Your goal:
Copy the items below from the line containing "In the photo above, where can the weed" down to the line containing "column 37, row 18", putting "wildflower" wherever "weed" appears and leaving every other character unchanged.
□ □ □ □
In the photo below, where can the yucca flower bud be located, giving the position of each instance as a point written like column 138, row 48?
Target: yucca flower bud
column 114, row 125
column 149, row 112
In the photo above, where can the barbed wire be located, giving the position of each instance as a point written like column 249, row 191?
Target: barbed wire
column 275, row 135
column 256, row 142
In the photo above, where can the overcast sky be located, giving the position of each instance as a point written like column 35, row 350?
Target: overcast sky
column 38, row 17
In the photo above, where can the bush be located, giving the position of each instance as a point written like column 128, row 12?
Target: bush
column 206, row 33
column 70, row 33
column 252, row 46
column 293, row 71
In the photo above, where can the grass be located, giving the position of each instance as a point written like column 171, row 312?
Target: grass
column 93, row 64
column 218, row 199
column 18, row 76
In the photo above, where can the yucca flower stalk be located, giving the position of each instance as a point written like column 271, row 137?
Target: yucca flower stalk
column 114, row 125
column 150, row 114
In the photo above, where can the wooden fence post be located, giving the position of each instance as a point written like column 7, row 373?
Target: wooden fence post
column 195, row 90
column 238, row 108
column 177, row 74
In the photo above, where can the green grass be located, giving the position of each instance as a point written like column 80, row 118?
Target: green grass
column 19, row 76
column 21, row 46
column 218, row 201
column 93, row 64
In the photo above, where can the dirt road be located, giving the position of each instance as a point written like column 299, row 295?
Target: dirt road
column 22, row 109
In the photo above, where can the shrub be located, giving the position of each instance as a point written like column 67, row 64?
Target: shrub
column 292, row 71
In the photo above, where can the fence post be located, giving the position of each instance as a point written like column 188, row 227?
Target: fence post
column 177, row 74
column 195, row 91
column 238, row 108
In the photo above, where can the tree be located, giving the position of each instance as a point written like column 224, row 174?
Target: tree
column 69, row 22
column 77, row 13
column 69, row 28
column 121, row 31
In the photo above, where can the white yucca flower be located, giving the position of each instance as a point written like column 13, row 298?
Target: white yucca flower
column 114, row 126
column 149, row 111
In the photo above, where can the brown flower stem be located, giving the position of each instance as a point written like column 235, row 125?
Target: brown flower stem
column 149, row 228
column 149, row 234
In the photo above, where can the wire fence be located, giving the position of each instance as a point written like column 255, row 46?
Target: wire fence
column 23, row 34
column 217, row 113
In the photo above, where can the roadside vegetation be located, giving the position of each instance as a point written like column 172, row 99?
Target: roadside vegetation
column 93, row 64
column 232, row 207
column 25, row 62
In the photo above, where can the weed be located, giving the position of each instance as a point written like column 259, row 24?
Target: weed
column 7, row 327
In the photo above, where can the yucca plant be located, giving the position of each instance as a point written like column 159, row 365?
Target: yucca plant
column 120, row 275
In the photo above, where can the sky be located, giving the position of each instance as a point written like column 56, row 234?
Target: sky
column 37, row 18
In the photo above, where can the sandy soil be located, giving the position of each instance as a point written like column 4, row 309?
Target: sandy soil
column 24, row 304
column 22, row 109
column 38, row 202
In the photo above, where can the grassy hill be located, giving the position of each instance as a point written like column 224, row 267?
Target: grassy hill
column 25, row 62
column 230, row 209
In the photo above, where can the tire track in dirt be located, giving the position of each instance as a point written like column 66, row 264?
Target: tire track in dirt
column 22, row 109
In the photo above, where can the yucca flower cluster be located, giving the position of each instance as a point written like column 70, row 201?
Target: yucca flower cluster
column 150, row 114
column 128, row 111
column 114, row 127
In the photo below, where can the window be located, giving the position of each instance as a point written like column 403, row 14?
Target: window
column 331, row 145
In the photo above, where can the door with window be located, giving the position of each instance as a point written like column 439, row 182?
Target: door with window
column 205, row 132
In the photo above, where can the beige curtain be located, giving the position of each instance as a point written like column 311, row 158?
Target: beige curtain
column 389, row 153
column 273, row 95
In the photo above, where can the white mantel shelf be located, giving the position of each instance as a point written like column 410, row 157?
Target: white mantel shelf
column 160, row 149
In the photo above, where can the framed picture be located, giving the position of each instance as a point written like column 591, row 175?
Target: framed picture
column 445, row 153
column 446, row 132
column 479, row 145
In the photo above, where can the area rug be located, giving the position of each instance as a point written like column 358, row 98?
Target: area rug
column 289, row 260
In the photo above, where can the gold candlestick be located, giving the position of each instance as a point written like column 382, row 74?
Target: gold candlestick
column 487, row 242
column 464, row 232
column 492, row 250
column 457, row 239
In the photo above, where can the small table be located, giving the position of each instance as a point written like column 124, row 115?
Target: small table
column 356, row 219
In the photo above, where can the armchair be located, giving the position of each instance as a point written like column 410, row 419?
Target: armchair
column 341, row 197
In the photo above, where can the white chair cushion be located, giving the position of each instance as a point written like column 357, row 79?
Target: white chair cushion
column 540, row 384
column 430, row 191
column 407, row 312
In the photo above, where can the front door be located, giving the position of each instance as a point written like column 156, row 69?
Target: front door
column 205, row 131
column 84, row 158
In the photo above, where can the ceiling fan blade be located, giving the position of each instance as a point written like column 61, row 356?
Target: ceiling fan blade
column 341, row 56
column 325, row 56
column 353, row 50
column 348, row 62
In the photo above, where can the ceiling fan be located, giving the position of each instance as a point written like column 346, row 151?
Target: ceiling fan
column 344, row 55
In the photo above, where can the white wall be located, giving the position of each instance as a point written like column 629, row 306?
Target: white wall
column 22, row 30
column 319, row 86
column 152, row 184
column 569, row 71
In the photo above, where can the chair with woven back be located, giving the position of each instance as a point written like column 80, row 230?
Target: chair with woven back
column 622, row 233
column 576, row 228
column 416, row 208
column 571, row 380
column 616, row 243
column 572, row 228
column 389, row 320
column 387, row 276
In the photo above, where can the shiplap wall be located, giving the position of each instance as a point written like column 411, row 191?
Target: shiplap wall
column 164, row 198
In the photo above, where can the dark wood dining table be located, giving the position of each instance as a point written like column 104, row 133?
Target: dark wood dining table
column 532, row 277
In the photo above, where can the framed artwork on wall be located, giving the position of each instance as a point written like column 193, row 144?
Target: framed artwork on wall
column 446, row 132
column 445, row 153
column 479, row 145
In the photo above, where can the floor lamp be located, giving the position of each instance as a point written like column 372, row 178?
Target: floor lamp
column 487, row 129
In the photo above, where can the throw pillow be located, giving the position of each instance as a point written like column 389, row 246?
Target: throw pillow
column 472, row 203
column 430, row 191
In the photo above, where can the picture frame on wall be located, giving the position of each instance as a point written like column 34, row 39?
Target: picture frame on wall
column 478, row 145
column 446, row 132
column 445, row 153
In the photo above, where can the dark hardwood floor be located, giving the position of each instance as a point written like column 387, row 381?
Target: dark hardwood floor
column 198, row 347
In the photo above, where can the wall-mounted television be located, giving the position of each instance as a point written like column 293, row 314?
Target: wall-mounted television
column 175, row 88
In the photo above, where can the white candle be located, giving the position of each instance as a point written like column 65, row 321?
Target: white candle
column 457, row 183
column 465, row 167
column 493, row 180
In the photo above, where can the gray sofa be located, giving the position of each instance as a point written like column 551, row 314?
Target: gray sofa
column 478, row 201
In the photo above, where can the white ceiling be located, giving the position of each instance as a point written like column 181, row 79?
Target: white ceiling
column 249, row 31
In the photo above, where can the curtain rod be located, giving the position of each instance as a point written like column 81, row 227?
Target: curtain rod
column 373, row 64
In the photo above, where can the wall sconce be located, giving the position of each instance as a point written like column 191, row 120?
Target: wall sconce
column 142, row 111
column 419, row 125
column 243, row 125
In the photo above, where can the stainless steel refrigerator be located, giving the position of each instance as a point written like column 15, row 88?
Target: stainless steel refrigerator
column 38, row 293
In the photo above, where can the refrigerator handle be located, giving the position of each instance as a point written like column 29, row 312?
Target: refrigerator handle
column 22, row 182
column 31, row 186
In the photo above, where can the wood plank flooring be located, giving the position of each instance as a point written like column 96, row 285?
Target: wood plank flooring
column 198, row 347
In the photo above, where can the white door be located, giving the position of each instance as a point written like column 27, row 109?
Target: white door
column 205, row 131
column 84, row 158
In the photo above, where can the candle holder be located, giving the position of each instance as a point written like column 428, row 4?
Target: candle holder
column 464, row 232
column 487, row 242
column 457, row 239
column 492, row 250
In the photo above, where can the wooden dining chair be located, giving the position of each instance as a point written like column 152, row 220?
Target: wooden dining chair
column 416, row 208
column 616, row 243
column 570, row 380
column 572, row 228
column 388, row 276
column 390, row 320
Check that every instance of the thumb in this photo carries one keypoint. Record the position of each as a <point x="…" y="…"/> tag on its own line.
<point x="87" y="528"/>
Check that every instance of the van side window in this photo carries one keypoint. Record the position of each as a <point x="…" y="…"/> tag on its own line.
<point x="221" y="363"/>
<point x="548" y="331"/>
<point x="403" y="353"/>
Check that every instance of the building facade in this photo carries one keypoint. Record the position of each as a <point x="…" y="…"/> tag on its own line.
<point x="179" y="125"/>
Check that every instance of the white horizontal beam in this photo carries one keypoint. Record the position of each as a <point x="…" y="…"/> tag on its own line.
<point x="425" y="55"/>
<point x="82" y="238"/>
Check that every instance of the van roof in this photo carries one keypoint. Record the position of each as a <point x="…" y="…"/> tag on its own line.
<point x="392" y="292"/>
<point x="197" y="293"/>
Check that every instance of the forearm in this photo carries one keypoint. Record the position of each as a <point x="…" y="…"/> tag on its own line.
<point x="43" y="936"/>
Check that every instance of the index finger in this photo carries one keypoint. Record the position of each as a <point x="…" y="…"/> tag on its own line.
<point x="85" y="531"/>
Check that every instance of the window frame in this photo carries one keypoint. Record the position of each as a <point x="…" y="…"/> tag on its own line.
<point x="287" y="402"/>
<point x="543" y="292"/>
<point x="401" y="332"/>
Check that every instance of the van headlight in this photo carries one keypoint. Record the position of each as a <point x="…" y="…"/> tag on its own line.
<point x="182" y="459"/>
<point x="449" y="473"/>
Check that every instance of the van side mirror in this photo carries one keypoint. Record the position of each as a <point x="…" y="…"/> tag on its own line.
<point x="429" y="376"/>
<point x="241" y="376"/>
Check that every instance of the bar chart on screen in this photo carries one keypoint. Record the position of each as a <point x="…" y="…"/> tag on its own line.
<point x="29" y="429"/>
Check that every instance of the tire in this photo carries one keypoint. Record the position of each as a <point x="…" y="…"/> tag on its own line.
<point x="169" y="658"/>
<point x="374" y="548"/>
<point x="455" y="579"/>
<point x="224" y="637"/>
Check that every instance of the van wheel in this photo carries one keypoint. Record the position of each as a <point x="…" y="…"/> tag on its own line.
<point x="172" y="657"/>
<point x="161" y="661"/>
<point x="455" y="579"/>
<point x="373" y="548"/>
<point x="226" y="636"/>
□ □ □ □
Worked answer:
In the photo above, where can the wildflower be located, giving the position of each instance as a point written like column 259, row 24?
Target: wildflower
column 7, row 327
In the photo above, where can the yucca plant be located, giving the position of each instance as a point written like column 159, row 365?
Target: yucca plant
column 120, row 275
In the photo above, where can the sky be located, giving the position of each instance as a point written like column 56, row 234?
Target: sky
column 37, row 18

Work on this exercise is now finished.